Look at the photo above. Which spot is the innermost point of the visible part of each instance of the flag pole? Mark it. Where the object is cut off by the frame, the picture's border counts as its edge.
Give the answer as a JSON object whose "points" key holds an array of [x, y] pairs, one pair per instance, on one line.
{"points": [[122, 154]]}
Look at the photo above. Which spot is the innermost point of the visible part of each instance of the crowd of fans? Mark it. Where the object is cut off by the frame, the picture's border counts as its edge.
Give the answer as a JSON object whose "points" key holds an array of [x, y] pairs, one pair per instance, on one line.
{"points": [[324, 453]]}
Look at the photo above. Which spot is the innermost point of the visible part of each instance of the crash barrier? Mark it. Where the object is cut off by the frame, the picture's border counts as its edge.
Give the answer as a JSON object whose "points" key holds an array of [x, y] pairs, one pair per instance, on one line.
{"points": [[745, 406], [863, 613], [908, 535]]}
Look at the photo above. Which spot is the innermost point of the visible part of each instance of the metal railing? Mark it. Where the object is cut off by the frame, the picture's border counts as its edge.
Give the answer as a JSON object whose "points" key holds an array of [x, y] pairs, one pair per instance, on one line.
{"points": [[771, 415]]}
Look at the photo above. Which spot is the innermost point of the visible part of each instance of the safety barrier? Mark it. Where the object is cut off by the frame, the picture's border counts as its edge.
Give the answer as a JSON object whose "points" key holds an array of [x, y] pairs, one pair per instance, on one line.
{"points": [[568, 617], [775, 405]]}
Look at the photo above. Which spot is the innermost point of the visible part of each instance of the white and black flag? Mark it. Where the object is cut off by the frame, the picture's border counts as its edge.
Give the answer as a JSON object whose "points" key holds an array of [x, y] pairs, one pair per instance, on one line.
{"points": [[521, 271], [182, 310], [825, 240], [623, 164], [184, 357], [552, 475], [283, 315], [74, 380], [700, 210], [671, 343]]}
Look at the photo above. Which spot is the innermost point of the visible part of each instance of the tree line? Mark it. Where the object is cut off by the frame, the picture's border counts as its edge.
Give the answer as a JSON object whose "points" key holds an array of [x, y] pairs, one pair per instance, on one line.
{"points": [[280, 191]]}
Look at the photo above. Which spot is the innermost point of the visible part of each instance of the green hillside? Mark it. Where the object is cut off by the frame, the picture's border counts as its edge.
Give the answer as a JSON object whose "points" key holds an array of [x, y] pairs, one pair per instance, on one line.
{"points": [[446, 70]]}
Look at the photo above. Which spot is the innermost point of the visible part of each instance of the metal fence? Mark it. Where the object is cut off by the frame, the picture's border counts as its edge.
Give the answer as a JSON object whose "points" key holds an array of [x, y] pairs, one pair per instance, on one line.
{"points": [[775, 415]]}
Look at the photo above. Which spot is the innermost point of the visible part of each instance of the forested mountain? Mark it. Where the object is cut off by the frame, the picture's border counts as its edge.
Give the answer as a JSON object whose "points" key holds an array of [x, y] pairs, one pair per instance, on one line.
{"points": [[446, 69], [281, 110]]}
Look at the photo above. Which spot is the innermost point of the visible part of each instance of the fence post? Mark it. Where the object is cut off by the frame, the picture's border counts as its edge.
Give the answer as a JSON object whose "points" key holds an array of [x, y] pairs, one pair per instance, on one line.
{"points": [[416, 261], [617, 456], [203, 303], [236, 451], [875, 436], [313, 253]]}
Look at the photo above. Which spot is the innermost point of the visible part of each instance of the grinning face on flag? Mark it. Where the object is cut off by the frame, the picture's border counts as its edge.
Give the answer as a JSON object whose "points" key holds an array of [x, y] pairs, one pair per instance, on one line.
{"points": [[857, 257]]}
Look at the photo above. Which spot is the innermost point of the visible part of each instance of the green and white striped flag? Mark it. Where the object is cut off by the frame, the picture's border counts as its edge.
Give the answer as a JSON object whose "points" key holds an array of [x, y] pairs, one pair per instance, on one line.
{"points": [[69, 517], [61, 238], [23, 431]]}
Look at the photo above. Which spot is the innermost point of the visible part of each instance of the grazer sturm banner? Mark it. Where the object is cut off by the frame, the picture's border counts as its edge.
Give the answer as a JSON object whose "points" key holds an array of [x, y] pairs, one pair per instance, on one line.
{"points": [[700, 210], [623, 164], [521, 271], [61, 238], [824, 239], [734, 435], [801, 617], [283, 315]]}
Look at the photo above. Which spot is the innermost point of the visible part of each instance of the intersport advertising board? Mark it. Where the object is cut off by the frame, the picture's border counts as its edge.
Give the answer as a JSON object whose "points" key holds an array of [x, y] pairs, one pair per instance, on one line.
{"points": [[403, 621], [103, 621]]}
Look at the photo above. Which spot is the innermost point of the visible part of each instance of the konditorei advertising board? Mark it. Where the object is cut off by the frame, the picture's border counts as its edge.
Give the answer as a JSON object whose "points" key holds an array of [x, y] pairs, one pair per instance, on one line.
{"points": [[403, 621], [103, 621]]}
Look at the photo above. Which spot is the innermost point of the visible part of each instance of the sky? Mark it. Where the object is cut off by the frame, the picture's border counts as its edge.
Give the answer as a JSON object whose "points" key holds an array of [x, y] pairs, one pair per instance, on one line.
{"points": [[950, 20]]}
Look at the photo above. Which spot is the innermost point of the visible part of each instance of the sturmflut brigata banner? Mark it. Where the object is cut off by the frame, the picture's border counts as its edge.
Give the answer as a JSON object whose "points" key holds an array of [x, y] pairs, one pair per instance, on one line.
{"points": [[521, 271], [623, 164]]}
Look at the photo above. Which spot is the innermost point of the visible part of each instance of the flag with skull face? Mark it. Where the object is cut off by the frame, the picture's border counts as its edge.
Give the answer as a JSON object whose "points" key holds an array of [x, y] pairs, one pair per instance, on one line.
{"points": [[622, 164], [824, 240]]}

--

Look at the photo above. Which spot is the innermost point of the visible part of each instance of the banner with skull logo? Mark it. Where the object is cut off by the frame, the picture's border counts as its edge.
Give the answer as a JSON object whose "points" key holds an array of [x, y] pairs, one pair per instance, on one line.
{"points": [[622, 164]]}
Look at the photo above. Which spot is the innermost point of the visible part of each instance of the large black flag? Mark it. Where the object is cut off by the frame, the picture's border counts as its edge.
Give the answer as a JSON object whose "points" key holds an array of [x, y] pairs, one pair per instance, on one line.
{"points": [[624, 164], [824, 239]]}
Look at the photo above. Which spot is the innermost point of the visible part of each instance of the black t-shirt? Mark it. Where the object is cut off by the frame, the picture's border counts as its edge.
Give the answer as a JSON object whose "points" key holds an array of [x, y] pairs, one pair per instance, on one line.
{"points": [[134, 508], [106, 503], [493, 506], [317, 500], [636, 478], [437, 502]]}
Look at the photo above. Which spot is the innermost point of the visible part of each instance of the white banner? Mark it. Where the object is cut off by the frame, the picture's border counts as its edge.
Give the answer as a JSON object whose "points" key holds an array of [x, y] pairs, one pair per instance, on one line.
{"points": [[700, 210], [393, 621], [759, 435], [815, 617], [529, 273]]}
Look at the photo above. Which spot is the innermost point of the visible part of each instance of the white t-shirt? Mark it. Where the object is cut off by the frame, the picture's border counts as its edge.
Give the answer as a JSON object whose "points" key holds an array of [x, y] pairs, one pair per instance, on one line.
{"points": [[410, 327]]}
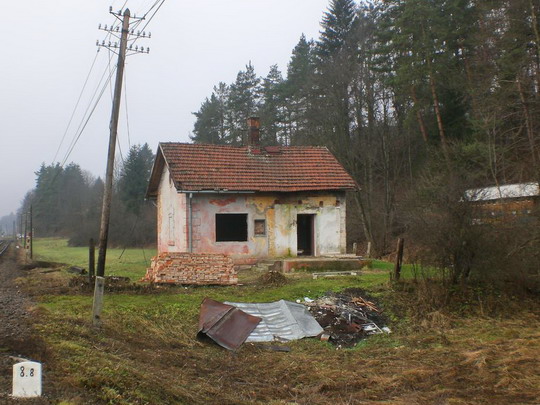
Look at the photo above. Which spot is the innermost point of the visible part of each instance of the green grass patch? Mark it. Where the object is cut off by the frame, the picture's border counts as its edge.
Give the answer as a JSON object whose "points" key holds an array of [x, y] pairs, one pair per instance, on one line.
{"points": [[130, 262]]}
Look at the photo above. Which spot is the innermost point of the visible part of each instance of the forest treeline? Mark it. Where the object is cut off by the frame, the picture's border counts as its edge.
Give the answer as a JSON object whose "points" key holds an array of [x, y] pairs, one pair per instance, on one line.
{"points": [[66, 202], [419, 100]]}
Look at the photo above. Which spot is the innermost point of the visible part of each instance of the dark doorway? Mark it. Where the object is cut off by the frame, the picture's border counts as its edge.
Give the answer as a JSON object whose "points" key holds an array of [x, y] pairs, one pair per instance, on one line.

--

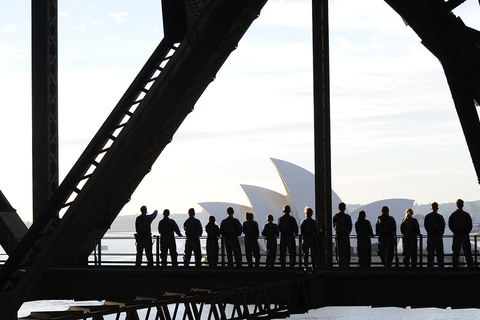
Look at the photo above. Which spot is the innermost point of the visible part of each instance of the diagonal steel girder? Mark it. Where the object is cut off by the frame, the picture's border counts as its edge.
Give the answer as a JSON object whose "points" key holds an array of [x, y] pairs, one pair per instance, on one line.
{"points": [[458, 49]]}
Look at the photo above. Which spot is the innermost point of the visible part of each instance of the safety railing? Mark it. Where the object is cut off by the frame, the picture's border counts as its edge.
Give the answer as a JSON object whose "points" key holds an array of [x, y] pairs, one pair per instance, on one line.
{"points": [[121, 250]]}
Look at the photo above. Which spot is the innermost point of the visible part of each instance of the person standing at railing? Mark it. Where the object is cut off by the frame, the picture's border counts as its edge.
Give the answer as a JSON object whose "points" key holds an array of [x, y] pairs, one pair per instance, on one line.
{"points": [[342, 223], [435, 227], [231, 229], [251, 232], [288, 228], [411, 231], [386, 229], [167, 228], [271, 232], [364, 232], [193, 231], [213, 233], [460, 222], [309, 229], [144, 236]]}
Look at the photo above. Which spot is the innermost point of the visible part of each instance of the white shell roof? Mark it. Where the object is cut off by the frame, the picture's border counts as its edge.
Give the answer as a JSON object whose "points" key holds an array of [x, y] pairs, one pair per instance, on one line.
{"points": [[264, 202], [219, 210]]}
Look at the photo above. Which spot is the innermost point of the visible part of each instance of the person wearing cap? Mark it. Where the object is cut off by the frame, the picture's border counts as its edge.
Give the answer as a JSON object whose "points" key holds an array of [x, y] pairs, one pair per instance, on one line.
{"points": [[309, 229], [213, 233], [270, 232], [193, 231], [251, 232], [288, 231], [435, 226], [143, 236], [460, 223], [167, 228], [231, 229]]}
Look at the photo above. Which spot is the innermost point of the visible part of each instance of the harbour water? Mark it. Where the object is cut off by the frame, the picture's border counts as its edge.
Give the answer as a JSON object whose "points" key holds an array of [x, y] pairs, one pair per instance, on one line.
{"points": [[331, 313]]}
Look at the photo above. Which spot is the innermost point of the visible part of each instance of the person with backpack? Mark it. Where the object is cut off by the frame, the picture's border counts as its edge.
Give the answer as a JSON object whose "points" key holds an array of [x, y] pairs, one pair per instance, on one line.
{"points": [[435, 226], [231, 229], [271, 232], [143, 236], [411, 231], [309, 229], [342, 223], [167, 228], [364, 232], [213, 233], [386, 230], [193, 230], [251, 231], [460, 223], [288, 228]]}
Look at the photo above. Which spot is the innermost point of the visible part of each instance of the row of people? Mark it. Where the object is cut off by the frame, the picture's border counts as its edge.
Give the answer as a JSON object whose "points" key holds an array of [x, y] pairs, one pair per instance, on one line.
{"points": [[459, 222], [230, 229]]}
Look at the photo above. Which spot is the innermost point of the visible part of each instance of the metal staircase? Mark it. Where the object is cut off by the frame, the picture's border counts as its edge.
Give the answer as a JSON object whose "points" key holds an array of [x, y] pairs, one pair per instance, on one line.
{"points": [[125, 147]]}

--

YOUR TASK: Pick out every row above that contains the string "flag", and copy each of those rows. Case counts.

EXPECTED OUTPUT:
Look at the photo above. Which spot is the innermost point of the visible part of each instance of the flag pole? Mark it. Where the object is cut off by the frame, the picture's border counts as its edge.
Look at the photo above. Which spot is the innermost point of the visible part of each instance of the white and black flag? Mark it. Where the object is cut off by the frame, the picture's border counts as its edge.
Look at the photo above. Which spot is the innermost point of the visible part of each instance of the grinning face on flag? Mark it. Where the object is cut off by the frame, the picture's border counts as its edge.
Look at the photo above. Which spot is the innermost point of the visible part of each instance of the green and white striped flag? Mark it. Where the object is cut off by the frame, the picture's border counts as its edge.
Look at the photo above. Which spot is the innermost point of the visible part of each instance of the flag with skull face? Mark it. Where the object is cut off by the frame, the picture's border counts as its edge.
Look at the photo above. Which spot is the innermost point of the visible part of each instance of the large black flag? Mark it. Where the object is cut off by the frame, the picture's border counts as its edge.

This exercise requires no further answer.